● TASK DETAILS
Recast every line of the records below as a Markdown table with the columns Row and Line, numbering each row. Skip blank lines and leave the pictures out.

Collected data entries
· · ·
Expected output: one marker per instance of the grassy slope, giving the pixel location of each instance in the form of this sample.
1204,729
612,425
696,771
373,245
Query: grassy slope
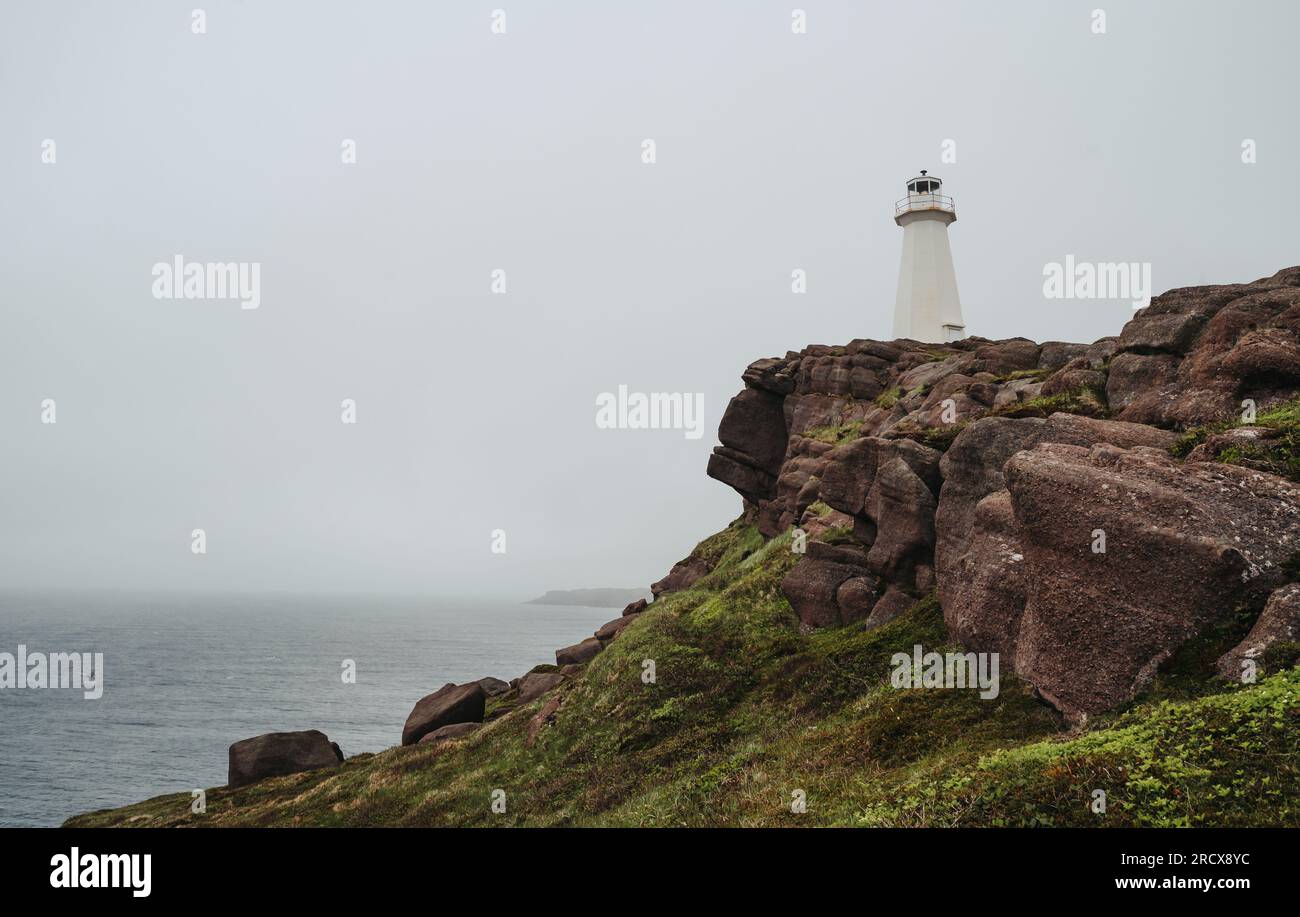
· · ·
● TASK ANSWER
| Row | Line |
|---|---|
| 1 | Expected output: one marker per instance of the grassy slope, giving the pixel location of each instance in the form of this sample. |
| 2 | 1204,729 |
| 3 | 612,425 |
| 4 | 696,771 |
| 5 | 373,245 |
| 6 | Query: grassy slope |